**Work to be completed:** Copy out word for word the rows from the line containing "Where can the woman with" up to and including the line containing "<point>55,170</point>".

───── Data

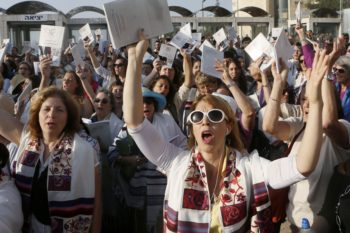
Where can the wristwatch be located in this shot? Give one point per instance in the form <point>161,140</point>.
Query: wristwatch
<point>329,77</point>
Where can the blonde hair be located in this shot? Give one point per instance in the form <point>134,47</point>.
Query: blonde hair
<point>233,139</point>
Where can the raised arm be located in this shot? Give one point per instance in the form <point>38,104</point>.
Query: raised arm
<point>10,127</point>
<point>310,148</point>
<point>335,130</point>
<point>271,124</point>
<point>248,113</point>
<point>132,96</point>
<point>81,72</point>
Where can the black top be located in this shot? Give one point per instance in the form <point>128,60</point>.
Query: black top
<point>336,187</point>
<point>40,203</point>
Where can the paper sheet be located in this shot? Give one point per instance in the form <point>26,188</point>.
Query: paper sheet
<point>209,58</point>
<point>169,52</point>
<point>86,34</point>
<point>126,17</point>
<point>51,36</point>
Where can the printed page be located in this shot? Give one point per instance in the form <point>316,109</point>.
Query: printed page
<point>258,47</point>
<point>51,36</point>
<point>206,43</point>
<point>169,52</point>
<point>220,36</point>
<point>126,17</point>
<point>283,50</point>
<point>209,58</point>
<point>187,30</point>
<point>86,34</point>
<point>75,50</point>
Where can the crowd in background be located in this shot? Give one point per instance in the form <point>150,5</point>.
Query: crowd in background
<point>64,180</point>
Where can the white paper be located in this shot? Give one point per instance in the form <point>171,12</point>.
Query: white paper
<point>254,100</point>
<point>259,47</point>
<point>26,47</point>
<point>100,130</point>
<point>4,47</point>
<point>181,40</point>
<point>126,17</point>
<point>103,46</point>
<point>75,50</point>
<point>209,58</point>
<point>86,34</point>
<point>220,36</point>
<point>231,34</point>
<point>168,52</point>
<point>148,56</point>
<point>197,36</point>
<point>56,57</point>
<point>283,50</point>
<point>187,30</point>
<point>206,43</point>
<point>98,32</point>
<point>276,32</point>
<point>51,36</point>
<point>298,12</point>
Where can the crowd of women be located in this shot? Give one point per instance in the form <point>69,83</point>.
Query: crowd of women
<point>186,152</point>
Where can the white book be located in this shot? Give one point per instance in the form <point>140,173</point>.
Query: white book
<point>258,47</point>
<point>51,36</point>
<point>126,17</point>
<point>75,50</point>
<point>209,58</point>
<point>100,130</point>
<point>220,36</point>
<point>206,43</point>
<point>283,50</point>
<point>169,52</point>
<point>86,34</point>
<point>183,41</point>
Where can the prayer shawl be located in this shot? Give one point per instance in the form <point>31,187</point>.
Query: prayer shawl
<point>187,202</point>
<point>70,181</point>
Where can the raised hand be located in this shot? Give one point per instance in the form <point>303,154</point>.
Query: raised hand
<point>283,74</point>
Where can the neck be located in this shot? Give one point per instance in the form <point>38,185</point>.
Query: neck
<point>50,140</point>
<point>213,159</point>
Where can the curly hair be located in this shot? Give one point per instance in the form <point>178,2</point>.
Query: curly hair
<point>73,111</point>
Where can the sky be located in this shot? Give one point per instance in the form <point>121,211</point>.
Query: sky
<point>66,5</point>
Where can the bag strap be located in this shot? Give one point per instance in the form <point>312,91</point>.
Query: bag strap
<point>289,149</point>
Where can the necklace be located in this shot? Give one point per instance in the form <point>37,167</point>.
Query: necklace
<point>213,197</point>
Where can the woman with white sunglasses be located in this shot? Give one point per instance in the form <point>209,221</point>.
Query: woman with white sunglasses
<point>213,186</point>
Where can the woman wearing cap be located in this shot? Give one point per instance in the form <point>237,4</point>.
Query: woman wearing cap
<point>145,185</point>
<point>210,187</point>
<point>55,170</point>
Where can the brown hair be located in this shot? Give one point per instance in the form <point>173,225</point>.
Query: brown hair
<point>73,111</point>
<point>233,139</point>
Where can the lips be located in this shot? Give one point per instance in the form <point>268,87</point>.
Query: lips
<point>207,137</point>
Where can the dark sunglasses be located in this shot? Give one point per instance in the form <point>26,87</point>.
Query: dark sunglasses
<point>103,101</point>
<point>118,65</point>
<point>214,116</point>
<point>340,71</point>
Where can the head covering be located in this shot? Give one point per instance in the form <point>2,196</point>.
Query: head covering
<point>161,101</point>
<point>16,82</point>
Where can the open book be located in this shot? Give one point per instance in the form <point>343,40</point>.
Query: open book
<point>100,130</point>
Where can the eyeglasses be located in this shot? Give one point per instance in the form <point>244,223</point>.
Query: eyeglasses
<point>103,101</point>
<point>340,70</point>
<point>118,65</point>
<point>214,116</point>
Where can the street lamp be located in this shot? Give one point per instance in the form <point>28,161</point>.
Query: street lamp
<point>203,7</point>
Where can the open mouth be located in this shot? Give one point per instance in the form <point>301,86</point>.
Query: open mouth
<point>207,137</point>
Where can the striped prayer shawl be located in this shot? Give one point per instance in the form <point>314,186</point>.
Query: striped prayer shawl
<point>70,182</point>
<point>189,209</point>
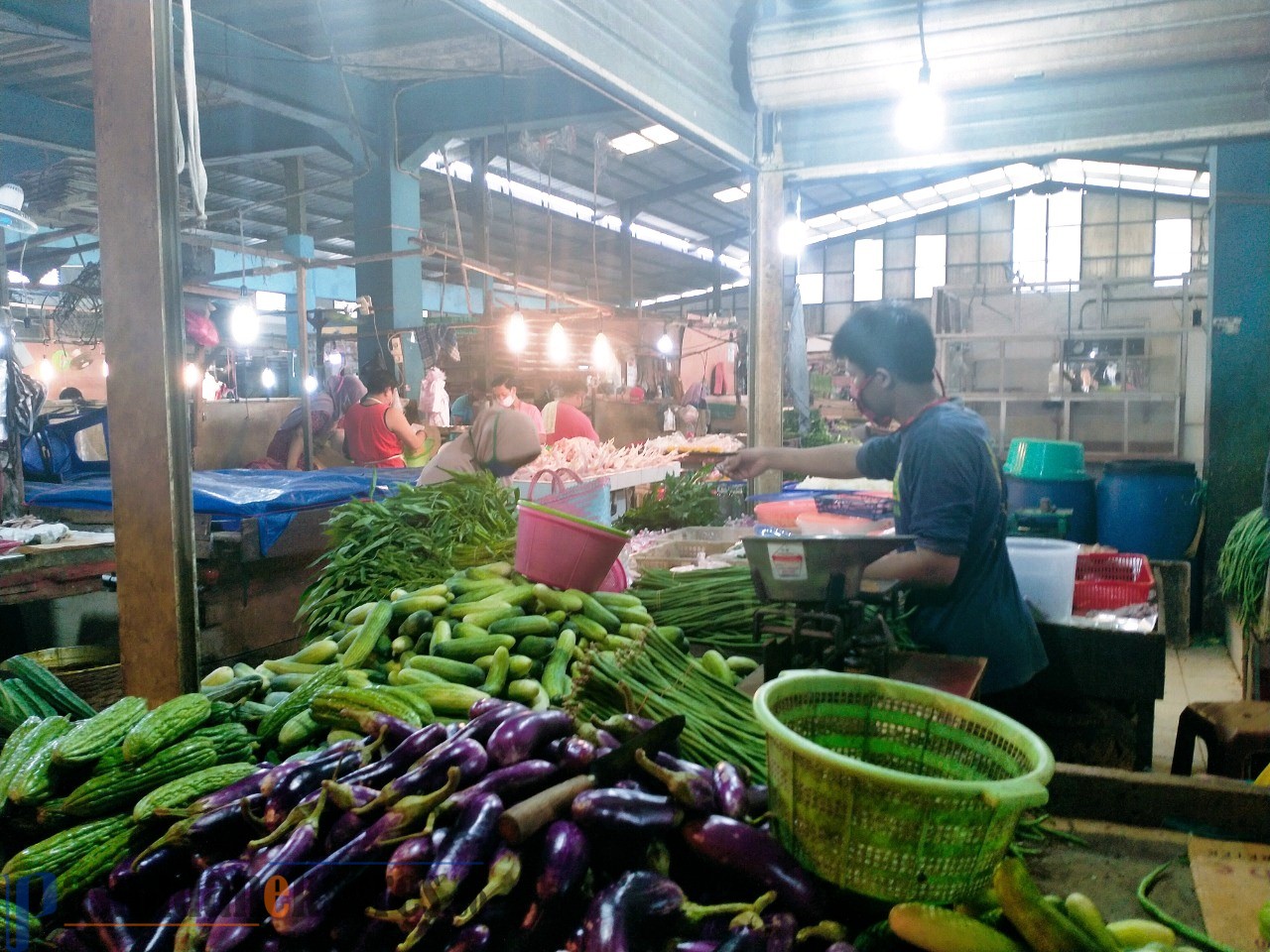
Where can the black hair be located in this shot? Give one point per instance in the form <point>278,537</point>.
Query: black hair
<point>377,379</point>
<point>892,336</point>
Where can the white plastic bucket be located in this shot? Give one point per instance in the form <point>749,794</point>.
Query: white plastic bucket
<point>1046,570</point>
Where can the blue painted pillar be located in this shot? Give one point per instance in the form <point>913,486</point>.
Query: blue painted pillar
<point>1238,286</point>
<point>385,218</point>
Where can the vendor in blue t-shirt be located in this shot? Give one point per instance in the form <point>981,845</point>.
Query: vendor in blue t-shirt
<point>949,495</point>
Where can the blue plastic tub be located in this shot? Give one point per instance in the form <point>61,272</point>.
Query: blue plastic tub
<point>1150,507</point>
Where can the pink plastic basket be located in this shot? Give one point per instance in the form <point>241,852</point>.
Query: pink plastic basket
<point>564,551</point>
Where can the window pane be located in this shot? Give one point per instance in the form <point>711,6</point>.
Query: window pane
<point>929,271</point>
<point>869,270</point>
<point>1173,250</point>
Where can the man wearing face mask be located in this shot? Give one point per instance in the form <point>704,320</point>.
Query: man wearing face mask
<point>503,390</point>
<point>949,495</point>
<point>499,440</point>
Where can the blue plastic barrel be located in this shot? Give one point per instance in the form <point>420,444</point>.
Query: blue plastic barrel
<point>1150,507</point>
<point>1079,495</point>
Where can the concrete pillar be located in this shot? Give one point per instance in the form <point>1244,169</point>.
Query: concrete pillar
<point>385,218</point>
<point>767,322</point>
<point>1238,286</point>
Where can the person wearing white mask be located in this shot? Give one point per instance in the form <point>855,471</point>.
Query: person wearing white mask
<point>503,390</point>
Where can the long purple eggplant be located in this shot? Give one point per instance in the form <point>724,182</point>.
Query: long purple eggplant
<point>572,754</point>
<point>109,920</point>
<point>216,887</point>
<point>426,775</point>
<point>163,938</point>
<point>472,938</point>
<point>409,865</point>
<point>566,857</point>
<point>756,856</point>
<point>512,783</point>
<point>729,789</point>
<point>236,920</point>
<point>625,811</point>
<point>689,789</point>
<point>400,760</point>
<point>308,901</point>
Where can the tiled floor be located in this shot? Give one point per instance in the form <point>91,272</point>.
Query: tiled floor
<point>1192,674</point>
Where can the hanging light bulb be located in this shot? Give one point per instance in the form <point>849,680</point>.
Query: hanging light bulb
<point>665,345</point>
<point>558,344</point>
<point>244,321</point>
<point>602,353</point>
<point>517,333</point>
<point>920,114</point>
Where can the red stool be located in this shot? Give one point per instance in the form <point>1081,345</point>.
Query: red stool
<point>1236,733</point>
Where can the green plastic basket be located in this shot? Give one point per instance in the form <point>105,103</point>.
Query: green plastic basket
<point>893,789</point>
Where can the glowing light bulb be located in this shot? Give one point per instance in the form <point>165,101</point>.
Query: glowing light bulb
<point>602,353</point>
<point>558,344</point>
<point>517,333</point>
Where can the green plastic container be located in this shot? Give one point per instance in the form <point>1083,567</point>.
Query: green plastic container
<point>893,789</point>
<point>1046,460</point>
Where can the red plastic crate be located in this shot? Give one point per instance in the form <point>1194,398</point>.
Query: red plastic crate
<point>1110,580</point>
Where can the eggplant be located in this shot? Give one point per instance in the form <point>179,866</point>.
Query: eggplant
<point>689,789</point>
<point>235,921</point>
<point>400,760</point>
<point>472,938</point>
<point>511,783</point>
<point>216,887</point>
<point>504,873</point>
<point>462,753</point>
<point>729,789</point>
<point>781,932</point>
<point>625,811</point>
<point>408,865</point>
<point>572,754</point>
<point>109,919</point>
<point>175,911</point>
<point>309,900</point>
<point>566,858</point>
<point>226,796</point>
<point>521,735</point>
<point>756,856</point>
<point>308,779</point>
<point>139,879</point>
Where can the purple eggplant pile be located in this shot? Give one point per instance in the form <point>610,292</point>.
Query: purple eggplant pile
<point>489,834</point>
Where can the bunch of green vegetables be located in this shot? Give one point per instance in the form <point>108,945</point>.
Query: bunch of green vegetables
<point>1241,570</point>
<point>676,503</point>
<point>416,537</point>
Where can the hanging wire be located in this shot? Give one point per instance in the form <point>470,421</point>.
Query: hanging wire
<point>507,166</point>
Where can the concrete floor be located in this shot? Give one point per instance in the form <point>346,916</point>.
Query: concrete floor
<point>1192,674</point>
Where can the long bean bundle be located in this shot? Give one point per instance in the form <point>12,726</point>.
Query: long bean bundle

──────────

**Full output:**
Where can the woman with white sunglasses be located in this shot? Give one point per instance in the form <point>209,221</point>.
Query: woman with white sunglasses
<point>213,186</point>
Where can the woman wearing cap be located in this shot? Give one point per instance in the form <point>237,4</point>.
Query: woman wearing cap
<point>145,185</point>
<point>210,187</point>
<point>55,170</point>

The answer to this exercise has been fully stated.